Print each entry precisely; exclude the pictures.

Point localization data:
= Beginning of Section =
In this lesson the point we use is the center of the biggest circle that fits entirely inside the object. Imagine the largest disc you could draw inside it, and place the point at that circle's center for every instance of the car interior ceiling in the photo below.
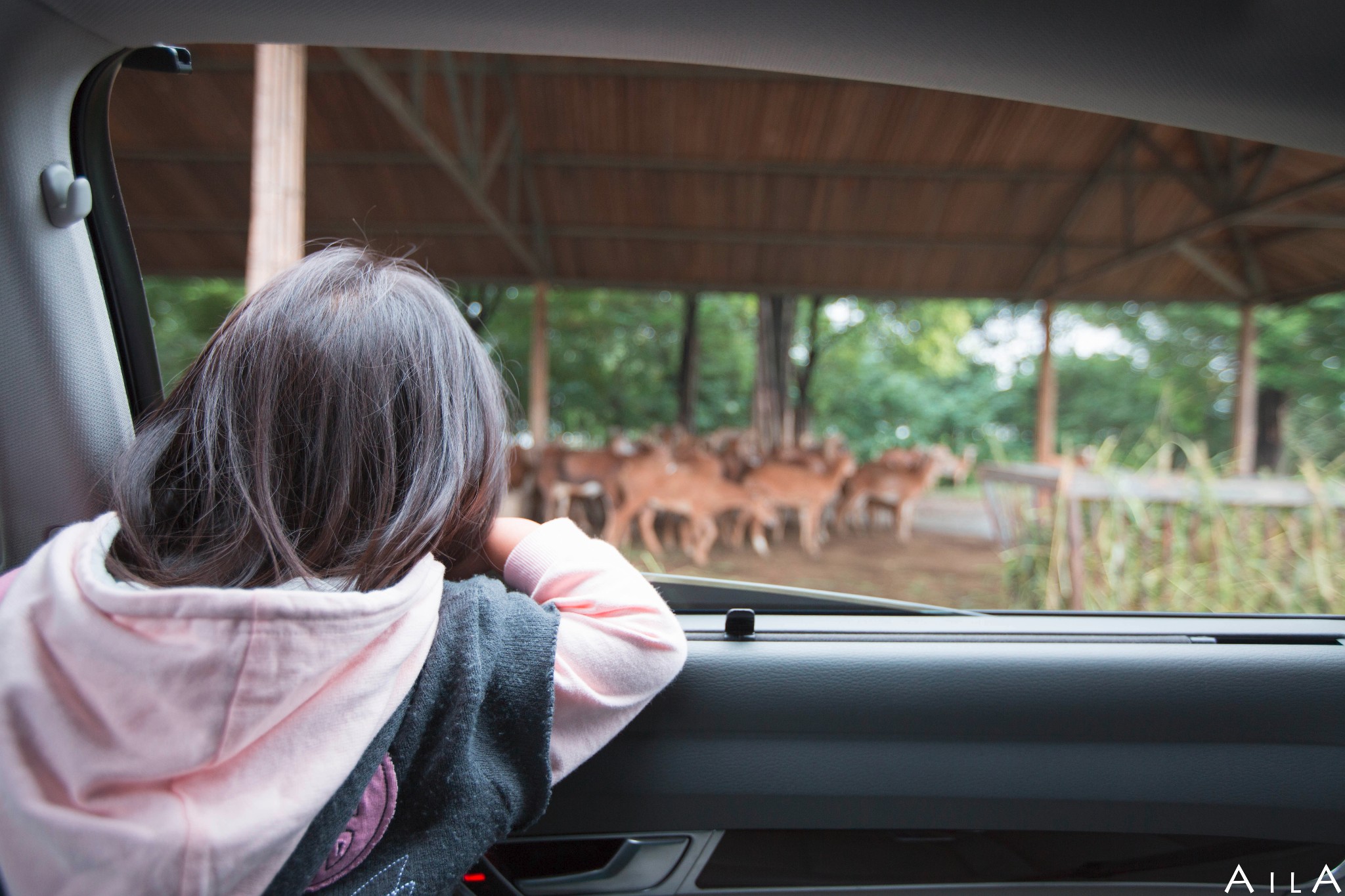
(825, 750)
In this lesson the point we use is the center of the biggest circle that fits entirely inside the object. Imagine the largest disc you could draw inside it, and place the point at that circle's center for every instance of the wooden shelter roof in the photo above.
(667, 177)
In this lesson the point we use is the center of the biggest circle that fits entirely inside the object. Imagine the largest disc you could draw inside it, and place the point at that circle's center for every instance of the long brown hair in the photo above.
(341, 423)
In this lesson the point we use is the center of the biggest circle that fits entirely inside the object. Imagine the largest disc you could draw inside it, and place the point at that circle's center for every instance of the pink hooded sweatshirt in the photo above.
(179, 740)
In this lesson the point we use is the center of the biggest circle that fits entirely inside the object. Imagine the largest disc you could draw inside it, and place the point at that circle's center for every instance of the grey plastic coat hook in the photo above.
(69, 199)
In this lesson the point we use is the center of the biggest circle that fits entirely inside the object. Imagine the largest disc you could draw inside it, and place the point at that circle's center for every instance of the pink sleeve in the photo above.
(6, 581)
(618, 643)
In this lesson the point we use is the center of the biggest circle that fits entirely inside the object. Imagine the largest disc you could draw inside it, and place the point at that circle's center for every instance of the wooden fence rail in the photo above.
(1119, 536)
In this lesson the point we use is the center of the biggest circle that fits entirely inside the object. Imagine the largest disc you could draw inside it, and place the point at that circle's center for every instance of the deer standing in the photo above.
(798, 488)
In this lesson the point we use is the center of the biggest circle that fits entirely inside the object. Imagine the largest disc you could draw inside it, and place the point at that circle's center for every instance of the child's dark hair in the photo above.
(342, 423)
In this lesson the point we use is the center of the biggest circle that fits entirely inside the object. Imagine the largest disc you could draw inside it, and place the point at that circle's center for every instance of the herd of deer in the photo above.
(724, 485)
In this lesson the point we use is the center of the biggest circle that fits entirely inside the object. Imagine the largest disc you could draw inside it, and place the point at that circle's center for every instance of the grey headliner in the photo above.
(1256, 69)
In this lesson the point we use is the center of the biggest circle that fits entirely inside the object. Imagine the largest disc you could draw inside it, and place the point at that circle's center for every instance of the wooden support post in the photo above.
(276, 227)
(771, 394)
(1048, 395)
(689, 373)
(1245, 402)
(539, 373)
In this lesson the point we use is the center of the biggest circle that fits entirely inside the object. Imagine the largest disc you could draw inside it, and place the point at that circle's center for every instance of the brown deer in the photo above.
(797, 488)
(564, 475)
(701, 499)
(896, 485)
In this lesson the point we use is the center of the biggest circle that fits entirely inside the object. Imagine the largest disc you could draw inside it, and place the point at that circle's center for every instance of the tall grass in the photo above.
(1199, 557)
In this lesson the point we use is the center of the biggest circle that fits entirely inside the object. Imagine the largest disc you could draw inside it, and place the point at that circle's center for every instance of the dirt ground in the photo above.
(950, 561)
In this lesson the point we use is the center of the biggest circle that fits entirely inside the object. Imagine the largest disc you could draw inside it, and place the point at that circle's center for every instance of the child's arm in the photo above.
(618, 643)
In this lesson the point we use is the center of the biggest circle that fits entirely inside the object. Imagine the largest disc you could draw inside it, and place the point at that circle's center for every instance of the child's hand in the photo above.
(505, 535)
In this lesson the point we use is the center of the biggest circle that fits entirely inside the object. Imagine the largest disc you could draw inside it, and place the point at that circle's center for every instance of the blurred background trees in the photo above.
= End of Section =
* Response to the task:
In this lesson the point we use is the center of the biggest circle that fits entirely inside the object. Imagine the largest disc you could draw inside it, and place the point at that circle's center for every instance of the car interior ceiling in the photo below.
(825, 750)
In this lesson the point we use is the center of the biggest circle that fits entirely inside the object. Imagine the largest disc you could draw inside it, and place the point at that circle's center for every instance of the wooden shelter roof in the photo above.
(667, 177)
In this lesson the point we use is the center of the biggest circle that fits entirely inside the object. Imagine the largest disc you could draw inside it, and place the point at that circle's center for every instance of the long brown hair in the photo above.
(341, 423)
In this lesson the point we use is the center of the biggest circle that fits entirely inside the object. Imagine the largest disc you could draw inside it, and place the point at that circle's center for every instance of the pink hooded sweatshirt in the photo above.
(179, 740)
In this lesson the point we use is the center of the biggest circle that fits entirely inside the object. Imagine the largest disc you could draw inside it, and place the point at that circle's center for every instance of the grey plastic coat hook in the photo above.
(69, 199)
In this lesson the point we use is the center of the biggest circle that fits entirely inside the object. Imagine the largest disc you could draw inside it, and place the point at that circle's center for every instance of the pink sleeve in the photo above.
(6, 581)
(618, 643)
In this lesson the point we use is the center of the biggest circle that fits entirely inside the object. Imagine the largest disc you could draw inside it, and place the point at that circle's center for every instance of the wooden fence rail in the photo above.
(1119, 536)
In this lesson the point we use is the center of the biggest circle that fits entirely inside the object. Imagine the largest disc you could draw inside it, and place the point at that circle's center for every instance of the deer standing in the photo above.
(798, 488)
In this lesson the point we use is the center of the biggest circle that fits entirely inside the object. Imagine the largest disc you could draw inside it, and place the point at that circle's center for every instance of the child's dark hair in the photo above.
(342, 423)
In this lesson the point we use is the center of the biggest circle that fits entirely inside the object. Imagine the largest disc you could draw inside it, and place the point at that circle's center for every instance of the herd of deer in the photo above.
(724, 485)
In this lesson the point we use is the center of the biggest circle that fits entirely inside the object. Imagine the largest disc you could draw inside it, and place the point at that circle's center for every instance of the grey headliner in the photo above.
(1256, 69)
In this lesson the point we use is the center of the biggest circle that fits entirely inside the object. Imagine the largest disc you could draw inside it, and place the point at that circle's center for every instance of the wooden support post in the photo above.
(276, 227)
(771, 394)
(1048, 395)
(689, 373)
(1245, 402)
(539, 373)
In this lesson the point we use is the center of the biggest circle that fits entirely inside the object. Imagine the largest disc you could draw inside it, and place the point at that circle's center for every instance of the brown deer in the photo above.
(797, 488)
(564, 475)
(701, 499)
(896, 485)
In this lesson the point we use is the center of the biggest circle that fits entirely inside the object. Imagine the largest disc you could draw inside it, and place the point at that circle's center for every instance of the tall grass in the photo above.
(1199, 557)
In this lesson the point we use is the center of the biggest circle that fits entirely inside the object. Imagine the largest disc you could draw inside it, and place the point at that circle's center for every instance of the dirt ground in the photo above.
(950, 561)
In this lesson the point we use is the center of the biggest circle that fits entirely inside the object. Imagine the largest disc you could draw inside it, and place the point at that circle's center for every instance of the child's arm in the photo above.
(618, 643)
In this lesson the point we use is the center of the biggest circle that fits entirely inside the object. Imagine the largest disc you could draw inside it, and place the point at that circle's center for every instance of the child's hand in the photo above.
(505, 535)
In this lesson the point we use is the center of the biggest circle that fits entirely inside the object. Imagine the largest disc you could draw inside it, and place the point at that circle's center for every instance of the blurred background trees in the photo above.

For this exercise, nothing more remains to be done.